Brief 1:
Return the stretch of the scheduler evaluation text from "In parallel to" through "monitored in a UI.", copied word for word.
Brief 2:
Take the scheduler evaluation text further, starting after its last sentence.

In parallel to that, we observed that we are maintaining other scheduling (or data presence sensors) systems, like: Refine, reportupdater and systemd timers. Refine implements the dynamic data presence sensors that Oozie does not support. Reportupdater tries to reduce all the boilerplate code from Oozie and its learning curve, so that users that are not super technical can still create jobs easily. And in some cases, for simplicity, we're using systemd-timers for jobs (deletion scripts) that could be better handled by a higher level scheduling system that can i.e. be monitored in a UI.
We want to find a new scheduler / workflow management system, that is able to replace all our current Oozie jobs, and if possible, unify all Refine jobs, all reportupdater jobs, and all systemd-timers that would make sense to be handled by a higher level system. We'd like a more modern software with a growing community and good docs, that can be used by different types of users (with varying technical levels). The new system should ideally match Oozie in robustness and ease of maintenance. With such a scheduler, we would reduce the maintenance of our jobs, improve the control over them and make it easier for collaborators to create their own jobs. Also, a more modern system would give our job pipeline a longer life and more state-of-the-art capabilities (i.e. kubernetes support).
In our search of a better workflow manager software, most candidates were discarded because of hard requirements, without doing a deeper evaluation. Here are the reasons:
- We're looking for a fully open source software. Open source is one of the pillars of the WMF, and we'll only choose a system that is open source and therefore we can contribute back to.
- We want a full-fledged workflow orchestrator that is not only focused on just i.e. automation (RunDeck, StackStorm), or data science/ML (Pachyderm, MLFlow), or data integration/ETL (Beam, Camel). The chosen solution should have the power and flexibility to handle all our use cases.
- It's crucial that the chosen software is mature enough, has an extensive community (is popular enough) and thus has good support and documentation. We'll discard projects that are not actively maintained (Pinball).
- Also, it must be able to support our current set of data pipelines (time schedules, data dependency management, alerts, etc.) and infrastructure (Hadoop + Yarn).
These are the candidates that we evaluated.
Prefect is a "dataflow automation" system build by the company with the same name. The software seems to meet all our needs (even though we didn't do a deep study). Now, in its early days, Prefect was a closed source project, and in 2020 they open-sourced it. However, parts of the system (server and UI) are licensed under the prefect community license, which is open source except for a couple limitations that include using the software for PAAS and SAAS. After discussing the issue with our CTO, the position of the WMF is that we should for now not use software with such license. Thus, we discarded this option without further study.

Given information:
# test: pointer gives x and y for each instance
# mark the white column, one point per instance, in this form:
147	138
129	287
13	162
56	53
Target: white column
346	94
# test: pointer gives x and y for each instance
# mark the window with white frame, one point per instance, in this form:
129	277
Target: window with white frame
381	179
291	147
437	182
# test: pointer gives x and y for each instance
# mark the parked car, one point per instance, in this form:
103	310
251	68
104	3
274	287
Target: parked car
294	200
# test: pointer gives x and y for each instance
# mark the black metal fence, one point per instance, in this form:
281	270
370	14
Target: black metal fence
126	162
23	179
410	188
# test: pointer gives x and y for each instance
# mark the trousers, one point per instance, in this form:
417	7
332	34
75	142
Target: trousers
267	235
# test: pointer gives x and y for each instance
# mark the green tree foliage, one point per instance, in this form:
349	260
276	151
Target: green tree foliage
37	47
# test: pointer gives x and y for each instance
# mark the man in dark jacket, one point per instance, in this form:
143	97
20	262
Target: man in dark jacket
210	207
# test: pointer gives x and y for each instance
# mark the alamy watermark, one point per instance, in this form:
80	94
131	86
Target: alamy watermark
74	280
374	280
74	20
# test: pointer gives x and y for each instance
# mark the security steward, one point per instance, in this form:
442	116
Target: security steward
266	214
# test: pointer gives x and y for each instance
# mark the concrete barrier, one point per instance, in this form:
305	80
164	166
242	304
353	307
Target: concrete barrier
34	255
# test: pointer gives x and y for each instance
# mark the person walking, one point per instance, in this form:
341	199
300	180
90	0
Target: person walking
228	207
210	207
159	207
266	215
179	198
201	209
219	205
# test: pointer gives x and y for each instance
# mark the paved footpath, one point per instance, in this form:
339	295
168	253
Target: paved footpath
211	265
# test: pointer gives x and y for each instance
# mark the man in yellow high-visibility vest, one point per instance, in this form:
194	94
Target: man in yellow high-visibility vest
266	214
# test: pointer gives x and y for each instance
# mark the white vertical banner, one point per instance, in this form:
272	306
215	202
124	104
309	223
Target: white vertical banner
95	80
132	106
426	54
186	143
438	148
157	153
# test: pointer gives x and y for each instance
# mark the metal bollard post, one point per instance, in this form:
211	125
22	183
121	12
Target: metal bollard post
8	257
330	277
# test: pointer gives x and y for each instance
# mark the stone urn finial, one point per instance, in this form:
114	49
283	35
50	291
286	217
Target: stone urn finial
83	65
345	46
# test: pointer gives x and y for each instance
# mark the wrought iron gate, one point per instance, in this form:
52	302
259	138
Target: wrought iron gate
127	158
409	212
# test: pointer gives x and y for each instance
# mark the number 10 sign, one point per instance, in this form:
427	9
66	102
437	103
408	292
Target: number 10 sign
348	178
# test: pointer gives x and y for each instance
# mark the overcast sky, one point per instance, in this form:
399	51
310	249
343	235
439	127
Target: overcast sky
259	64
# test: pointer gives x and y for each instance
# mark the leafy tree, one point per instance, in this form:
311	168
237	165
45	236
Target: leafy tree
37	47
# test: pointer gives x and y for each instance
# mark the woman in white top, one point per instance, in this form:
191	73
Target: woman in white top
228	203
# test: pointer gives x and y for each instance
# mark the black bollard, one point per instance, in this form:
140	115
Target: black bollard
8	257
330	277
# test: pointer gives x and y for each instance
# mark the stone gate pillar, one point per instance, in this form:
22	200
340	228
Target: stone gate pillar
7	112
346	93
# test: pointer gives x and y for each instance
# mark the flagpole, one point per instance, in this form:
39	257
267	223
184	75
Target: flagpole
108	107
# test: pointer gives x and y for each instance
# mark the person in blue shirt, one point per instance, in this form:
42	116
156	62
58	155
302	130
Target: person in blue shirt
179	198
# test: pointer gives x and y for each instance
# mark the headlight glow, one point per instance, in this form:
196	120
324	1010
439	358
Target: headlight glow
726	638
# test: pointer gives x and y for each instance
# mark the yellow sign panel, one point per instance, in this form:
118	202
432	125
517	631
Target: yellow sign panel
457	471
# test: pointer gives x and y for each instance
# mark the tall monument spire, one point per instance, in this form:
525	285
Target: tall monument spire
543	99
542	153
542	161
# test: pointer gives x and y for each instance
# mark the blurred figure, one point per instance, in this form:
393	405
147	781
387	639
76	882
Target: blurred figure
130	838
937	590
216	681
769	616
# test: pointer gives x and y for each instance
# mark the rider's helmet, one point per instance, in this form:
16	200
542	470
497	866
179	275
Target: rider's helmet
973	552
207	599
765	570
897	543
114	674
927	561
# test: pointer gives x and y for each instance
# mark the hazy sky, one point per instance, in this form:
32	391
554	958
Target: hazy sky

Expected output 1:
In parallel to that, we observed that we are maintaining other scheduling (or data presence sensors) systems, like: Refine, reportupdater and systemd timers. Refine implements the dynamic data presence sensors that Oozie does not support. Reportupdater tries to reduce all the boilerplate code from Oozie and its learning curve, so that users that are not super technical can still create jobs easily. And in some cases, for simplicity, we're using systemd-timers for jobs (deletion scripts) that could be better handled by a higher level scheduling system that can i.e. be monitored in a UI.

Expected output 2:
Argo Workflows is a workflow orchestrator with an interesting approach, that we think would also meet all our needs. Except, it is strictly Kubernetes-based. If we wanted to choose Argo to replace Oozie, we'd have to move our Hadoop cluster to Kubernetes in the first place. We Data Engineering don't discard moving to Kubernetes in the future, but don't want to make moving to Kubernetes a dependency of the replacement of Oozie. We think the new workflow manager should be able to handle both Hadoop + Yarn and Kubernets. This way we decouple both projects. Thus, we also discarded Argo without further study. Note: This reasoning also applies to Chronos, another workflow manager based on Apache Mesos, which we also discarded.
Azkaban is a batch workflow job scheduler built by LinkedIn. It mostly fulfills all our requirements, except it only supports time-based scheduling of jobs (bug). In our data pipelines there are many jobs that depend on the presence of data, so we need jobs that are triggered by i.e. the existence of files in a given HDFS path, by the fact that an HDFS path saw updates in the last hour, or when a Hive partition is added to a table. Such data probes are really important for us, and are one of the reasons we're moving away from Oozie. So, we also discarded this option without further study.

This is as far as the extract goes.